* [GIVEN TASK 1]: In the feature list, how many functions and structures make up the API?

* [SELECTION]:
══════
Other yet-to-be-presented bits:
- Minimalistic API with FFI-friendly design (7 functions and 1 structure).
- The bitstream caches for CAVLC and CABAC (search for rbsp_reg) are stored in two size_t variables each, which may be mapped to Global Register Variables in the future.
- The decoding of input symbols is interspersed with their parsing (instead of parsing to a structthen decoding the data). It deduplicates branches and loops that are present in both parsing and decoding, and even eliminates the need to store some symbols (e.g. mb_type, sub_mb_type, mb_qp_delta).
══════
* [GIVEN TASK 2]: Scale the records between the line holding "detect_objects — Locates the specified side" and the end of the records, inclusive. Rewrite only those lines, requests included, multiplying every box coordinate in the answers by 2.1 and rounding to whole numbers, with halves rounded up.

Stored data
══════
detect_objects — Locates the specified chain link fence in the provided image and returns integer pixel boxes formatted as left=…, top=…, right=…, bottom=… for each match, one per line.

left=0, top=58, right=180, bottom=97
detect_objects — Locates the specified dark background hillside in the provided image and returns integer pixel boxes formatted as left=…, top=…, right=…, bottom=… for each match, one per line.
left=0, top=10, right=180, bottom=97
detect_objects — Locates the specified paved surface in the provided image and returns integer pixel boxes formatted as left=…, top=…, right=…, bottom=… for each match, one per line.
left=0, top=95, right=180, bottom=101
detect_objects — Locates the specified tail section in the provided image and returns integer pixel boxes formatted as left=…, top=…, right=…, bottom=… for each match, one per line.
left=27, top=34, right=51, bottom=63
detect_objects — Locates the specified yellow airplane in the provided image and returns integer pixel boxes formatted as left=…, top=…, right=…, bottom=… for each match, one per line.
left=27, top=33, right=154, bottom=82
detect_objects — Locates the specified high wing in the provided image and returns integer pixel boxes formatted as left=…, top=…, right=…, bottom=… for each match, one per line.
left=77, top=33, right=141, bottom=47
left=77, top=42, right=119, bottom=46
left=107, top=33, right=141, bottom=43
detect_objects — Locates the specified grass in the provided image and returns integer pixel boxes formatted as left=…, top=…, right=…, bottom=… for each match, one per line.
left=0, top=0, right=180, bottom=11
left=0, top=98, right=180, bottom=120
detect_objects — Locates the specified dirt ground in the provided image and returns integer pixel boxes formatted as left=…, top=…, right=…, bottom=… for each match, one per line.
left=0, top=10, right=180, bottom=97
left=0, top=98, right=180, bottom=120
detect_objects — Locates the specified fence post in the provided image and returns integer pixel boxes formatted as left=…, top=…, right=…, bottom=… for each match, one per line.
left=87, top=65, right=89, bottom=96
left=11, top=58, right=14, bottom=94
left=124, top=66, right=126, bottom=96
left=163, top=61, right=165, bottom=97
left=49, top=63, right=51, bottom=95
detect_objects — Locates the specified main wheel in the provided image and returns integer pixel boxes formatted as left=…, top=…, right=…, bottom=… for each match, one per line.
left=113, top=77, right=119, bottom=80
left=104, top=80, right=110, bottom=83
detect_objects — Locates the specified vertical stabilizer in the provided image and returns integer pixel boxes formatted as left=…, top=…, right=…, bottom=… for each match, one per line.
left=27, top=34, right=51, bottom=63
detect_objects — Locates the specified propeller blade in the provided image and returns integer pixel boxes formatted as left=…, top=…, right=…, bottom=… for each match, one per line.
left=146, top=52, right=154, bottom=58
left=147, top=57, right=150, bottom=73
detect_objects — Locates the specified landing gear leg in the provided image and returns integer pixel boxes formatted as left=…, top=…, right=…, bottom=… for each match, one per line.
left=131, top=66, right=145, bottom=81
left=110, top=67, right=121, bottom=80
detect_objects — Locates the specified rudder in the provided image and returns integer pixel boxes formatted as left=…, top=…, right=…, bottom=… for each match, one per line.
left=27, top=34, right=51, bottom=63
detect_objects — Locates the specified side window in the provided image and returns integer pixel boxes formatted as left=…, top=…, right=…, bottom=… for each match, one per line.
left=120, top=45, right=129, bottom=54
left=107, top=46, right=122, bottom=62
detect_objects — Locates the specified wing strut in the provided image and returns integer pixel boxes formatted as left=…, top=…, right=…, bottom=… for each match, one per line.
══════
* [TASK OUTPUT 1]: Seven functions and one structure.

* [TASK OUTPUT 2]:
detect_objects — Locates the specified side window in the provided image and returns integer pixel boxes formatted as left=…, top=…, right=…, bottom=… for each match, one per line.
left=252, top=95, right=271, bottom=113
left=225, top=97, right=256, bottom=130
detect_objects — Locates the specified wing strut in the provided image and returns integer pixel boxes formatted as left=…, top=…, right=…, bottom=… for each match, one per line.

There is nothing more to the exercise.